• ÜBUNGSAUFGABE 1:
Schreibe aus dem Text zum Fernlernen den Abschnitt von „Merle Losem, Leiterin“ bis „wappnen, wirbt Schaper.“ wortgetreu ab.
• ÜBUNGSAUFGABE 2:
Beantworte anhand des Textes zum Fernlernen die folgenden Fragen:
(a) Welche Funktion hat Merle Losem beim IST?
(b) Wer ist Geschäftsführer der AFW?
(c) Wie lange dauern die Kursangebote, die Schaper für geeignet hält?
• ÜBUNGSAUFGABE 3:
Prüfe, ob die folgenden Aussagen mit dem Text zum Fernlernen übereinstimmen. Antworte jeweils mit Ja oder Nein und zitiere die entscheidenden Worte aus dem Text.
(a) Axel Schaper ist Geschäftsführer des IST.
(b) Nach Schaper können Mitarbeiter durch einen berufsbegleitenden Fernkurs ihre Position in der Firma festigen.
(c) Schaper empfiehlt Kurse, die zwölf Monate dauern.

• EXTRAHIERTER TEXT:
▼▼▼

Merle Losem, Leiterin Bildung beim IST, erklärt die Attraktivität der Methode Fernlernen in stürmischen Zeiten: 'Viele Menschen versuchen jetzt, durch zusätzliche Abschlüsse und Qualifizierungen eine Sicherung ihrer Arbeitsstelle zu bewirken.' Ähnlich argumentiert auch der Geschäftsführer der AFW, Axel Schaper. Er sieht einen doppelten Nutzen: 'Durch die berufsbegleitende Teilnahme an einem Fernkurs können Mitarbeiter jetzt ihre Position in der Firma festigen. Oder aber dafür sorgen, dass sie im Falle einer betriebsbedingten Kündigung schneller wieder Fuß fassen.' Gerade vier- bis sechsmonatige Kursangebote seien dafür geeignet, sich für eine Verschärfung der Krise zu wappnen, wirbt Schaper.

▲▲▲

• ANGEZEIGTE INFORMATIONEN:

▼▼▼

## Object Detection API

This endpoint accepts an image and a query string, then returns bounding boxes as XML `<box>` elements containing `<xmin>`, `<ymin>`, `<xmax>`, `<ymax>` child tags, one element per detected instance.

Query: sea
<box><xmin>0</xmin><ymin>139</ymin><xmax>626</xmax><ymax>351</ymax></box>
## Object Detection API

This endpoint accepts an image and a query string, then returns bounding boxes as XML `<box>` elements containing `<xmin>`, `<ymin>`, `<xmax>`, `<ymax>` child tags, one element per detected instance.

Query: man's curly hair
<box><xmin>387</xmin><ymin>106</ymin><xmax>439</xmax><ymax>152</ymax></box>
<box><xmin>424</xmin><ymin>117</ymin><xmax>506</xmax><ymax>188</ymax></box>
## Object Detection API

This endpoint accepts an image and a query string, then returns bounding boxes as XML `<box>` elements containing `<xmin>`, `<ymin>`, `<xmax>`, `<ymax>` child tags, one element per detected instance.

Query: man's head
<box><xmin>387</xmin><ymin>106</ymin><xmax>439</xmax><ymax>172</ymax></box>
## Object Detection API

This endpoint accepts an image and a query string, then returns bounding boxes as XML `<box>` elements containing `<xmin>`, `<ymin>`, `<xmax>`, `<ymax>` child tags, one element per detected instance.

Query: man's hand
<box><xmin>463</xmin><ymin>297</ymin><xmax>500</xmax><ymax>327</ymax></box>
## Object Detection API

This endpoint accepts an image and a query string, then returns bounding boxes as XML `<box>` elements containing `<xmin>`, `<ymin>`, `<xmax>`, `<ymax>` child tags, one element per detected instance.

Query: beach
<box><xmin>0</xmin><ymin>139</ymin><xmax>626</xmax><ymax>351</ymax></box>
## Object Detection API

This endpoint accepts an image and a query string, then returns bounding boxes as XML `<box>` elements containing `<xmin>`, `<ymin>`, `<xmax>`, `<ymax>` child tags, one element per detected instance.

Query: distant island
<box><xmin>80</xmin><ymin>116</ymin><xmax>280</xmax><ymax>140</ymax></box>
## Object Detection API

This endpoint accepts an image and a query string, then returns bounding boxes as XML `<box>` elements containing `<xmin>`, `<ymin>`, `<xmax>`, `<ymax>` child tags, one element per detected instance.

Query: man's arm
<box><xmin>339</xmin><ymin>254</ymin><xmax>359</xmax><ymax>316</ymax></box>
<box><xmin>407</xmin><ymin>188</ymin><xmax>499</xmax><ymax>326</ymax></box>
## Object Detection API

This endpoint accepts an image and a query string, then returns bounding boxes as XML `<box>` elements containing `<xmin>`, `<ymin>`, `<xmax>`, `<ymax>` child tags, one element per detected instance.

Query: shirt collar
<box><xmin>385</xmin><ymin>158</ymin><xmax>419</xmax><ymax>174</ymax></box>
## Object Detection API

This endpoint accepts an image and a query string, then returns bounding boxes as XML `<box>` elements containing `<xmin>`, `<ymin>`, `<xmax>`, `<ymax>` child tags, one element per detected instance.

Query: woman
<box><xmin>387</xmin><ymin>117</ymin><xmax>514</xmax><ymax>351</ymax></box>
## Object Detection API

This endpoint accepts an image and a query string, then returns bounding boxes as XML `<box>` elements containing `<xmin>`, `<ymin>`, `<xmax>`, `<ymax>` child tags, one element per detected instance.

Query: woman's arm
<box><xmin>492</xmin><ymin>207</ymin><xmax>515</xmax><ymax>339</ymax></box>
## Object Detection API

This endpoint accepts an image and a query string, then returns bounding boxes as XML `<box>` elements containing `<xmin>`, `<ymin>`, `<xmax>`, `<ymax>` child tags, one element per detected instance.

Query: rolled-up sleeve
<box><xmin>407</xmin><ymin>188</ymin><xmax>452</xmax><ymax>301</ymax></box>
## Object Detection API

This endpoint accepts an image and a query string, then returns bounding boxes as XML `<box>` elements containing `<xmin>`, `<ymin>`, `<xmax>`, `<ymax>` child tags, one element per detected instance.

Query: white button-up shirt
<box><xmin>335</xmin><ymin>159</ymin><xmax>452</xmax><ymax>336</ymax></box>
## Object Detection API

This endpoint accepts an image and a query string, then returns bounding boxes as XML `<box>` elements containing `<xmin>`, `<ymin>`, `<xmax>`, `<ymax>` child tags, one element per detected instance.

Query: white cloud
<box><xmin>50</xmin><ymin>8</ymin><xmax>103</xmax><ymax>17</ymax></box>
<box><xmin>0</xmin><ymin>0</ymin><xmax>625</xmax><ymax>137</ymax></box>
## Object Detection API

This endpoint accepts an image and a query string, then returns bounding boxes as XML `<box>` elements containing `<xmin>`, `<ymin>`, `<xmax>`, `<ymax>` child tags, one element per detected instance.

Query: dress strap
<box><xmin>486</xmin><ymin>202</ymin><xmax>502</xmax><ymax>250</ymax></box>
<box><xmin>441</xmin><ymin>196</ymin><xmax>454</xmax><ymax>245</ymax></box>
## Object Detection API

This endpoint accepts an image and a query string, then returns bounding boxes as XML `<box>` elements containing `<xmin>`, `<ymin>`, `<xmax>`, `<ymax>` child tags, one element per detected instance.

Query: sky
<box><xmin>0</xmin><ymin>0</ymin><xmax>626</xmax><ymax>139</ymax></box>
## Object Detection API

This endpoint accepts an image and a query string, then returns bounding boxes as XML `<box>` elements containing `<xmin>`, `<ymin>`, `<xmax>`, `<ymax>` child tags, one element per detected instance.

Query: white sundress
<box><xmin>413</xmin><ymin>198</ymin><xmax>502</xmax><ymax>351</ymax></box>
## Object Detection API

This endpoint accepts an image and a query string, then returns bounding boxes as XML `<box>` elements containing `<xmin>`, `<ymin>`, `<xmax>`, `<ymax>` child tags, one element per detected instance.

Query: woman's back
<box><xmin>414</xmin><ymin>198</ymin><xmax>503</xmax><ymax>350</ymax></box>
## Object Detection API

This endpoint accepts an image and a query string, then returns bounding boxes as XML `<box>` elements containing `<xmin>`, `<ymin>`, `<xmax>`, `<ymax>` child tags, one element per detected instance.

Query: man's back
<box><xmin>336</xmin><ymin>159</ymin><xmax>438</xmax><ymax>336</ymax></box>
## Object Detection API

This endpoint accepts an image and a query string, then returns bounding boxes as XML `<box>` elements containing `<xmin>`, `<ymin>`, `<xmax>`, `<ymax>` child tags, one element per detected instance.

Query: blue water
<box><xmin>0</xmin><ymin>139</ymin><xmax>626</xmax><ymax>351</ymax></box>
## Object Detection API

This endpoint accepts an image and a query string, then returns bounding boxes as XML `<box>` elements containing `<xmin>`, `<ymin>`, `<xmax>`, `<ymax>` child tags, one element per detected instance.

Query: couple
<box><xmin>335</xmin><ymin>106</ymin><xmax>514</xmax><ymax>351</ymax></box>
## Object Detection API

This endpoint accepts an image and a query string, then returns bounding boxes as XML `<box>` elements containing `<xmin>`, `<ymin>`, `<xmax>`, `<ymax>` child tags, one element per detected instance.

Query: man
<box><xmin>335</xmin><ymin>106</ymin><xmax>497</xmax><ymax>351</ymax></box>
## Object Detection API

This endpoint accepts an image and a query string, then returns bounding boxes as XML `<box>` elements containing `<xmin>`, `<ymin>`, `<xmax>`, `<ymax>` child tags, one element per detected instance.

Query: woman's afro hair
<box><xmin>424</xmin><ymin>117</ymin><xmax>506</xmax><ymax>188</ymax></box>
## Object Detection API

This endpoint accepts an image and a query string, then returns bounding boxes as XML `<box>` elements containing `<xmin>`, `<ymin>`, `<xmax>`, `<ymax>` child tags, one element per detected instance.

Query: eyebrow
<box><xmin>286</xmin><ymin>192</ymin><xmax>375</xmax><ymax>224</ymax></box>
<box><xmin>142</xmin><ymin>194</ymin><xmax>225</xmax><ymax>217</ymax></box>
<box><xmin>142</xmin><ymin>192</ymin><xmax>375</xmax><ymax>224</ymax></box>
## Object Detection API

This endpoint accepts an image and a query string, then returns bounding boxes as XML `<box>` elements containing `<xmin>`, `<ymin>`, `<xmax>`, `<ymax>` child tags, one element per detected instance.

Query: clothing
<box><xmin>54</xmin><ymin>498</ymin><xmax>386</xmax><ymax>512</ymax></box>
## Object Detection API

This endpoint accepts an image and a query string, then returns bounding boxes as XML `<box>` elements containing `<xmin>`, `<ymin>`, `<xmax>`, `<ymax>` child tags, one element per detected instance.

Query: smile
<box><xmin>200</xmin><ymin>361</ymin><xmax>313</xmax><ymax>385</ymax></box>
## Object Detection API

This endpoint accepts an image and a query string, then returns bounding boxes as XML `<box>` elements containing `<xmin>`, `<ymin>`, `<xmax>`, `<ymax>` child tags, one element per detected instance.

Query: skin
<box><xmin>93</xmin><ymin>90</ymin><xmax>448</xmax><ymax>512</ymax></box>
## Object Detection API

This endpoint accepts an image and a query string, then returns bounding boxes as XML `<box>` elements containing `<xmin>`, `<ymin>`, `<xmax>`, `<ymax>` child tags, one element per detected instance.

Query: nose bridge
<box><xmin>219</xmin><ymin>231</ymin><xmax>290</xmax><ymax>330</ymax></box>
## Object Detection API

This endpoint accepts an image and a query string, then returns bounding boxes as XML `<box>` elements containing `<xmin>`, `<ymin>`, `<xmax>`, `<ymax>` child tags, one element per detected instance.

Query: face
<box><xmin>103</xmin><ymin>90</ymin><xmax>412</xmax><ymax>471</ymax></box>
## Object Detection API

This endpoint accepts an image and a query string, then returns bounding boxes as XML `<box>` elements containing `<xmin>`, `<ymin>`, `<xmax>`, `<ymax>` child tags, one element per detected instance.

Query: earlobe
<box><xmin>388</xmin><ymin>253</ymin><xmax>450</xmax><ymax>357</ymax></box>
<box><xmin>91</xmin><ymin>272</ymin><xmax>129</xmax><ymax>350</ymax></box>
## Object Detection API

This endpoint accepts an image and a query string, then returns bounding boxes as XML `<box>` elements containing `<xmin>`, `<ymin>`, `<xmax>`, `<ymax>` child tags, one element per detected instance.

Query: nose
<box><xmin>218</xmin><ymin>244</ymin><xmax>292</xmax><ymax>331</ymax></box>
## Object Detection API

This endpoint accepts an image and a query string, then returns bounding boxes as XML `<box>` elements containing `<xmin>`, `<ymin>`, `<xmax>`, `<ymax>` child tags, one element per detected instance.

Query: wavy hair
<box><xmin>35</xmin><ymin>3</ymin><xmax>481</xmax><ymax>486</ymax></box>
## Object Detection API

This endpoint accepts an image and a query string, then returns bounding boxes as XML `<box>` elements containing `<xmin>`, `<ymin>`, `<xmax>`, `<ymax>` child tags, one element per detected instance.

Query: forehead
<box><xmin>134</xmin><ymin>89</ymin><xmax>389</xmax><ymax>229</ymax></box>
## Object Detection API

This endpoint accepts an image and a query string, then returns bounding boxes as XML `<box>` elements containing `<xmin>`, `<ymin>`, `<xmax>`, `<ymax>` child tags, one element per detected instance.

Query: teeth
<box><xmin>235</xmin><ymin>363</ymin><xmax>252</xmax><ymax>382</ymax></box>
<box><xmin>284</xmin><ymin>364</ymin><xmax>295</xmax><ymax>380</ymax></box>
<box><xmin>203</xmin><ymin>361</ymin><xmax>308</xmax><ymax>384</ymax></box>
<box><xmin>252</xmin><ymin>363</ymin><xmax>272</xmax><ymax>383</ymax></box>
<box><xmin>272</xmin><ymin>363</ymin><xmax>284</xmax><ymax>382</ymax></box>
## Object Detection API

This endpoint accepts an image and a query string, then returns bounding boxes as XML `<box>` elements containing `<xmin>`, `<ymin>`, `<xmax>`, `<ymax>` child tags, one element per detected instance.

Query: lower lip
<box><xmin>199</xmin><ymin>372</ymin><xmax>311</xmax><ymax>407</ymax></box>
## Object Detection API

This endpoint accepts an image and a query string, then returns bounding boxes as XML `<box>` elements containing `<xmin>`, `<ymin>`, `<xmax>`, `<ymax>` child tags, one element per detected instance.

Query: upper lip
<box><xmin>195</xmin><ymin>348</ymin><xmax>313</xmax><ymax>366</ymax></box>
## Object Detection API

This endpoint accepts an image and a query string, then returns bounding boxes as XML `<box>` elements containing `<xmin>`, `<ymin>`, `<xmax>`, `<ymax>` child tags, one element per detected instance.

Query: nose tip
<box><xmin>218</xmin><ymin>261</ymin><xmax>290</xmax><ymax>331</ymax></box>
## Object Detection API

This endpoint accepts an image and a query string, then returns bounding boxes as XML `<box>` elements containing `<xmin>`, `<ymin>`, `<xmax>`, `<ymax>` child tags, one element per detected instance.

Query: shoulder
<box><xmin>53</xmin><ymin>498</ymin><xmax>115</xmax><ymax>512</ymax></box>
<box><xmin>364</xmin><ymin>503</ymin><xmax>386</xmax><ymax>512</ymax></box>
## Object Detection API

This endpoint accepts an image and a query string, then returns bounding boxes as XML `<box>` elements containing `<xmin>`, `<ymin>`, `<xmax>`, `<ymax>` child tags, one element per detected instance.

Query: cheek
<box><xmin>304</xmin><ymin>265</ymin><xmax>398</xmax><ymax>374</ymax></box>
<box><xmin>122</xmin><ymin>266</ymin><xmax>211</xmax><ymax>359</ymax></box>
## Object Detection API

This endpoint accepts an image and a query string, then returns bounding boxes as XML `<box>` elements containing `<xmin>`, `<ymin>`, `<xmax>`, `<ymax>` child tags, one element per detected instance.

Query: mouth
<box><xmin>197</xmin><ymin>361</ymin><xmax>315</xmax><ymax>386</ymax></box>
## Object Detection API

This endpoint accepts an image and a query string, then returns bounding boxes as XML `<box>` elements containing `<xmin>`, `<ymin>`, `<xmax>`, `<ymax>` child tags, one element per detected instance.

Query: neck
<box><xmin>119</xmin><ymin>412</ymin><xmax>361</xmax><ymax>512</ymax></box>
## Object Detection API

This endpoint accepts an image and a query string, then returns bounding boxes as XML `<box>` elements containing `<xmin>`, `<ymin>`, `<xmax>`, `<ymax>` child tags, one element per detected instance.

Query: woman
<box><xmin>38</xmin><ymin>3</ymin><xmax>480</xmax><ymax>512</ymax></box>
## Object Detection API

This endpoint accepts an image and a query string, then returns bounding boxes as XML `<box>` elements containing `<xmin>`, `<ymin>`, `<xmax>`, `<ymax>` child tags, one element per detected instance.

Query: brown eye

▲▲▲

• SCHRIFTLICHE ANTWORT 1:
Merle Losem, Leiterin Bildung beim IST, erklärt die Attraktivität der Methode Fernlernen in stürmischen Zeiten: 'Viele Menschen versuchen jetzt, durch zusätzliche Abschlüsse und Qualifizierungen eine Sicherung ihrer Arbeitsstelle zu bewirken.' Ähnlich argumentiert auch der Geschäftsführer der AFW, Axel Schaper. Er sieht einen doppelten Nutzen: 'Durch die berufsbegleitende Teilnahme an einem Fernkurs können Mitarbeiter jetzt ihre Position in der Firma festigen. Oder aber dafür sorgen, dass sie im Falle einer betriebsbedingten Kündigung schneller wieder Fuß fassen.' Gerade vier- bis sechsmonatige Kursangebote seien dafür geeignet, sich für eine Verschärfung der Krise zu wappnen, wirbt Schaper.

• SCHRIFTLICHE ANTWORT 2:
(a) Sie ist Leiterin Bildung.
(b) Axel Schaper.
(c) Vier bis sechs Monate.

• SCHRIFTLICHE ANTWORT 3:
(a) Nein: „der Geschäftsführer der AFW, Axel Schaper“
(b) Ja: „Durch die berufsbegleitende Teilnahme an einem Fernkurs können Mitarbeiter jetzt ihre Position in der Firma festigen.“
(c) Nein: „Gerade vier- bis sechsmonatige Kursangebote seien dafür geeignet“